[[ Excerpt open ]]

I just can't let this teevee thing go, it seems. I'll try to make this my latest last speculative rant on the subject, at least for a while.
To catch you new readers up on the drama,
I almost suffered a kidney refill without respite from a television. That got me to correlate that near-trauma with an email a friend sent a fast food joint, which led me to speculate about a possible
synergetic commercial/corporate/political conspiracy riding on the laziness of stunted American brains. Confused yet? Well, here I go again. Perhaps I'm not finished. I got to wondering exactly why that idiot box is so damned appealing.
As with everything, I kept that thought stewing in the back of my head as I went about my daily routines. One of those routines involves podcasts, which I truly feel will supplant radio at least in frequency of listening and listeners in the near future. Why? I can't tune in
Stephen Fry on the local Seattle yakkity-yak, now can I? His
latest podgram, recorded live at the iTunes Festival in the Camden Roundhouse, touches on the origins of the word "focus," which coincidentally might have something to do with my latest two rant entries. I transcribe below:
Let's cast our mind way back to when our species, Homo sapiens, first emerged from earlier versions -- Homo sapiens naught point one alpha version, or beta versions, if you like, from Homo erectus and neandrathal, the first versions of humanity -- one of the first things we learned to do was to tell each other stories, as it seems, around the fire. Fire is very important, incidentally. I don't know why I mention it. It always interests me . . . the way language is so much wiser than any of us tends to be. The Latin for "hearth" is focus. We've used that word "focus," now, to mean almost anything around which we concentrate ourselves. Indeed, the focus of your cameras that are pointing I'd like to think lovingly at me. And the Old English for "hearth" is hearth, from which we get our word "heart."

[[ Excerpt closed ]]

● Problem A
In the rant about television, where was Stephen Fry's latest podcast recorded?
● Problem B
Proceed with the rant about television, picking up right after its final sentence.

[[ Dataset excerpts open ]]

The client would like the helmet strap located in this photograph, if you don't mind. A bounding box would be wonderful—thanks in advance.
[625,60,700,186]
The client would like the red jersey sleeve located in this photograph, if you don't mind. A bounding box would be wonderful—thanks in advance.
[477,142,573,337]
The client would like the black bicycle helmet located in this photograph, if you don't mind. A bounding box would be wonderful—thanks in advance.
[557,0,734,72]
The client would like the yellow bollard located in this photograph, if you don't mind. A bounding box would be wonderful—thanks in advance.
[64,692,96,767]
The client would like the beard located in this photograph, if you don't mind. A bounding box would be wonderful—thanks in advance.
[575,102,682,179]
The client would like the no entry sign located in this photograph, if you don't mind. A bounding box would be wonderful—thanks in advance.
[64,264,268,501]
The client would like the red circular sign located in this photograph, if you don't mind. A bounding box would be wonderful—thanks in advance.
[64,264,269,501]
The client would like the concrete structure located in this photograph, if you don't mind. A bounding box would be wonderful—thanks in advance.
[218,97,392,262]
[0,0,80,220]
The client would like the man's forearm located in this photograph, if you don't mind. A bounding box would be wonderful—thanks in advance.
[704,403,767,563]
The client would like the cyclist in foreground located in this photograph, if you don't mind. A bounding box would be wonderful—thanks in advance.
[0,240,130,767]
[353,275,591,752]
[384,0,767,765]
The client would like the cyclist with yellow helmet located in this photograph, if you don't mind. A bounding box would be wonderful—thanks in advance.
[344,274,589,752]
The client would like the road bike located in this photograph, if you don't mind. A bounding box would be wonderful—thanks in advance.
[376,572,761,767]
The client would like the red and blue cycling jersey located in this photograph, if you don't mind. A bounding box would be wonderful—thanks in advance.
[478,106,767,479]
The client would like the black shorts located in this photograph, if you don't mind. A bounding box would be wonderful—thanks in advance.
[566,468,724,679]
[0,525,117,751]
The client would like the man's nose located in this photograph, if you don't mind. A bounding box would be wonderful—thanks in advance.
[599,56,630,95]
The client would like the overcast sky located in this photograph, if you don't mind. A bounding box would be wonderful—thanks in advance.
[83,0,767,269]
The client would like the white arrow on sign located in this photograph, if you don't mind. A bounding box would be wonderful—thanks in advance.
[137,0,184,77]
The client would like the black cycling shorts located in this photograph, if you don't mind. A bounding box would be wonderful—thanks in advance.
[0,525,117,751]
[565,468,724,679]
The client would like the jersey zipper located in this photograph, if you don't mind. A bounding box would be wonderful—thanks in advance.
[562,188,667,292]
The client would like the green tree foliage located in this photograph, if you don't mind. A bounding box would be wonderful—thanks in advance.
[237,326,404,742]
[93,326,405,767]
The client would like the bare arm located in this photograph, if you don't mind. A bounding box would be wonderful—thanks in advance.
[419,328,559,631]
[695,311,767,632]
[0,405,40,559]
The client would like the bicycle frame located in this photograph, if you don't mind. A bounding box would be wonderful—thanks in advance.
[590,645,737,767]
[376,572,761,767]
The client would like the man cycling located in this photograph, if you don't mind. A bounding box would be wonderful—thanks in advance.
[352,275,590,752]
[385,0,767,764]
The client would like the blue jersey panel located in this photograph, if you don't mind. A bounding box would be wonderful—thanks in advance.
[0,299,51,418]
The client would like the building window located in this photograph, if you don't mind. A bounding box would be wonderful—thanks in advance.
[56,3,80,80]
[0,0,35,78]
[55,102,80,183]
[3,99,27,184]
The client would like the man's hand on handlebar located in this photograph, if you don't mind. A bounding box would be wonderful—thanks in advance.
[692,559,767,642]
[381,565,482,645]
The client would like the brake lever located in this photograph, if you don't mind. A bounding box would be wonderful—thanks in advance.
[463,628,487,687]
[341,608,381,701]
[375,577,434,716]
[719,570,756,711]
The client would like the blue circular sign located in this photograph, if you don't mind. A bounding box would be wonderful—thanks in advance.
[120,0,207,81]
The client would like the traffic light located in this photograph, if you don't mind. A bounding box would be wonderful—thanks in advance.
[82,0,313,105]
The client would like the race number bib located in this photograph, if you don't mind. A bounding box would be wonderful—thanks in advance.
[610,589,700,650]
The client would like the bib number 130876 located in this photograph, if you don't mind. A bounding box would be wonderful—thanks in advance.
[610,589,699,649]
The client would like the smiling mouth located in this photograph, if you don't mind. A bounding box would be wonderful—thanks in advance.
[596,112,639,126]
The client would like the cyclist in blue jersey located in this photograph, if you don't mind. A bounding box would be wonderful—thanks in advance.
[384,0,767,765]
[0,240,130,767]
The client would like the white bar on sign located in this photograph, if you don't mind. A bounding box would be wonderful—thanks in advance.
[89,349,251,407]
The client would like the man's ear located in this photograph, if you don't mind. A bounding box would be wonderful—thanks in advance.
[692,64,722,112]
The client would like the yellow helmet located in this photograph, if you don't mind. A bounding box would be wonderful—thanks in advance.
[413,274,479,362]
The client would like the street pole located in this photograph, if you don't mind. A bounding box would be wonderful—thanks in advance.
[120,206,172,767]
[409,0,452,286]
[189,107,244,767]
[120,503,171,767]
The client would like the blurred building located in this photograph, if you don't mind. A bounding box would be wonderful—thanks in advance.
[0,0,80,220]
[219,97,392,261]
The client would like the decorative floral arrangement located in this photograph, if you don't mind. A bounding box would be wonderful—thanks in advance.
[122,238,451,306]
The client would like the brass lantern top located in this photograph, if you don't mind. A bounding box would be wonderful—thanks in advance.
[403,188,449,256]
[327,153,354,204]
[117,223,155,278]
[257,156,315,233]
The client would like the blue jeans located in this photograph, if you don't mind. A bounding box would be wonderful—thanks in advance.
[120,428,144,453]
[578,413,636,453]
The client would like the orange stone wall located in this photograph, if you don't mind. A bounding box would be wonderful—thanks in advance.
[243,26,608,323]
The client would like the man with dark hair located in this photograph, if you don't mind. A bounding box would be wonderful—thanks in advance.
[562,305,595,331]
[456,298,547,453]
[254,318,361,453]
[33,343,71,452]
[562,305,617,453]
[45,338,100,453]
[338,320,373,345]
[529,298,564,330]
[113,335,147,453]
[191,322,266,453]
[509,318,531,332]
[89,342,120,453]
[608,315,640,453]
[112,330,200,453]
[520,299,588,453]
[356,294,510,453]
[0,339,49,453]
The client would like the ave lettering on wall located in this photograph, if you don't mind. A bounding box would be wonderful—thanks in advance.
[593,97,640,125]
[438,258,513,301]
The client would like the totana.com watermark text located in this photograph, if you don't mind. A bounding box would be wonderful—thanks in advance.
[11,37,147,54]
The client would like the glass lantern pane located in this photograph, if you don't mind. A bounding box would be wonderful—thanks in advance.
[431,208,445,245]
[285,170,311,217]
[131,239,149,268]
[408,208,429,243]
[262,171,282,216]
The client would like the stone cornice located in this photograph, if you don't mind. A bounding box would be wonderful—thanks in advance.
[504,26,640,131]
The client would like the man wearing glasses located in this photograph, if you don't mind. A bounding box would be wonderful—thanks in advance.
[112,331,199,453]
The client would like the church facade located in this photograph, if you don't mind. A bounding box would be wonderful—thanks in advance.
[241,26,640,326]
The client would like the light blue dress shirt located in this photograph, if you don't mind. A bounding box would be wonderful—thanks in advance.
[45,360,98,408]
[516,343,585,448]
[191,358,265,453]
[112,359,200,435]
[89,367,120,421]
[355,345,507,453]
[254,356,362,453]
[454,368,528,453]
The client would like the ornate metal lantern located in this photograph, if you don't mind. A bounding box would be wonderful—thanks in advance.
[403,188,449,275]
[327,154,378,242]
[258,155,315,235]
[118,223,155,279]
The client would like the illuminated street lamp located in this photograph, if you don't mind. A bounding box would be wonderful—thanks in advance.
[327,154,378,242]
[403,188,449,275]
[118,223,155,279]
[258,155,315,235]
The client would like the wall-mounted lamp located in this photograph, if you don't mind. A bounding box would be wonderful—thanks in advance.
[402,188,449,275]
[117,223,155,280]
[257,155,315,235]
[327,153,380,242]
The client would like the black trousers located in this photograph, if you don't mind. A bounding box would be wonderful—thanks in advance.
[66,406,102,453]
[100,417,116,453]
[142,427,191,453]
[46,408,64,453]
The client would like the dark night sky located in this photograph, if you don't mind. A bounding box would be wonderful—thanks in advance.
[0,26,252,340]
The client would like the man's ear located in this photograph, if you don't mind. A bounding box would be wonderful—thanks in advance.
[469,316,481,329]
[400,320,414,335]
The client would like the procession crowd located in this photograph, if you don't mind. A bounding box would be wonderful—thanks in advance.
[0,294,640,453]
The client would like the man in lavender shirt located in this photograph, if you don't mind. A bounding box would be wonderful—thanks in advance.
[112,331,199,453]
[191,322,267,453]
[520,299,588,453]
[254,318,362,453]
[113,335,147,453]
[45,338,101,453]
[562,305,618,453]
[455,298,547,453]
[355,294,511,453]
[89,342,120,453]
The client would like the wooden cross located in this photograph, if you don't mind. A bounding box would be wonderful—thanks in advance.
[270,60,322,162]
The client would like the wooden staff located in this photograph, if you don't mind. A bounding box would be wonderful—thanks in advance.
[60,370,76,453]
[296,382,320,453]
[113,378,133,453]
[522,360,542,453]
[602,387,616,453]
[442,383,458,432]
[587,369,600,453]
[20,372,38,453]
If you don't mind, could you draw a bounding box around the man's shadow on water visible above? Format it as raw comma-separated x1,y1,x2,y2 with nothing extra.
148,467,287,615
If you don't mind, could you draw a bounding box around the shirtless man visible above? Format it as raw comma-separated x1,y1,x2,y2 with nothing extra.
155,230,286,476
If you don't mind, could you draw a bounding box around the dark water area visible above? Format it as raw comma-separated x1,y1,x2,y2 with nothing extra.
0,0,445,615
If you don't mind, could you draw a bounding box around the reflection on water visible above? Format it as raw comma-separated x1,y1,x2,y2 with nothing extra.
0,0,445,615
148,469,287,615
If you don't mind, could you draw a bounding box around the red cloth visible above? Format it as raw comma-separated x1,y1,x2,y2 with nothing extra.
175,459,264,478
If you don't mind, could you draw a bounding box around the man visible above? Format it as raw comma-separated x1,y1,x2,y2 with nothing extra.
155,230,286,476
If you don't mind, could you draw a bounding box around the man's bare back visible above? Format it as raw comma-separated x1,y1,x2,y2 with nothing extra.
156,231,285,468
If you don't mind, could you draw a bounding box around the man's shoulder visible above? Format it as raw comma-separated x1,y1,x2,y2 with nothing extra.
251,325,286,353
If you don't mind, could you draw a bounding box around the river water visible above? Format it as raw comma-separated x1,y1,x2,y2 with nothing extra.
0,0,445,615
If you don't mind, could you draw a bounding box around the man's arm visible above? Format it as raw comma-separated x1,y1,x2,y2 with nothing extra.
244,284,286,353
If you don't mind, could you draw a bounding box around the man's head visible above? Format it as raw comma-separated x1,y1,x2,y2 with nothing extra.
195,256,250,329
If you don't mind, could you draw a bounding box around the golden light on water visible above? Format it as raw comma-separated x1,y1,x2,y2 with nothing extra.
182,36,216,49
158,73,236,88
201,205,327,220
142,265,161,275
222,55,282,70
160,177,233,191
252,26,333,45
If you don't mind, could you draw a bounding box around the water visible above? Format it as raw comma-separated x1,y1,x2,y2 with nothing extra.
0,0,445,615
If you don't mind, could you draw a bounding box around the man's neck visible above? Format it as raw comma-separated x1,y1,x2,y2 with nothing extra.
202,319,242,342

[[ Dataset excerpts closed ]]

● Exercise result A
Live at the iTunes Festival in the Camden Roundhouse.

● Exercise result B
So it is very deep inside us to do what you're doing, to be in a round place listening to someone telling a story usually with a fire flickering in the middle. . . . Anyway, that's what we first did when we'd hunted and we'd mashed up grain and we'd fought off dangerous animals and we'd survived yet another difficult day. We sat around the focus, the hearth, and we told each other stories.
(I also emphasize. Peri S.)
So let's parse this.
Here we are, an offshoot of creatures that would become monkeys and apes, newly introduced to hot meals through our mastery of fire, meals that
may have led to our divergence from our more monkey-esque cousins. We gather as daily as we can around this chemical-phase miracle, its heat denaturing our proteins and gelatinizing our starches and collagens, its light warning us of danger. It's the perfect place to share wisdom to a huddling crowd. Lessons can be imparted while we all gnaw on our charred roots and fat-dripping meats, lessons perhaps so important that they can impart a survival benefit . . . to those that bother to pay sufficient attention.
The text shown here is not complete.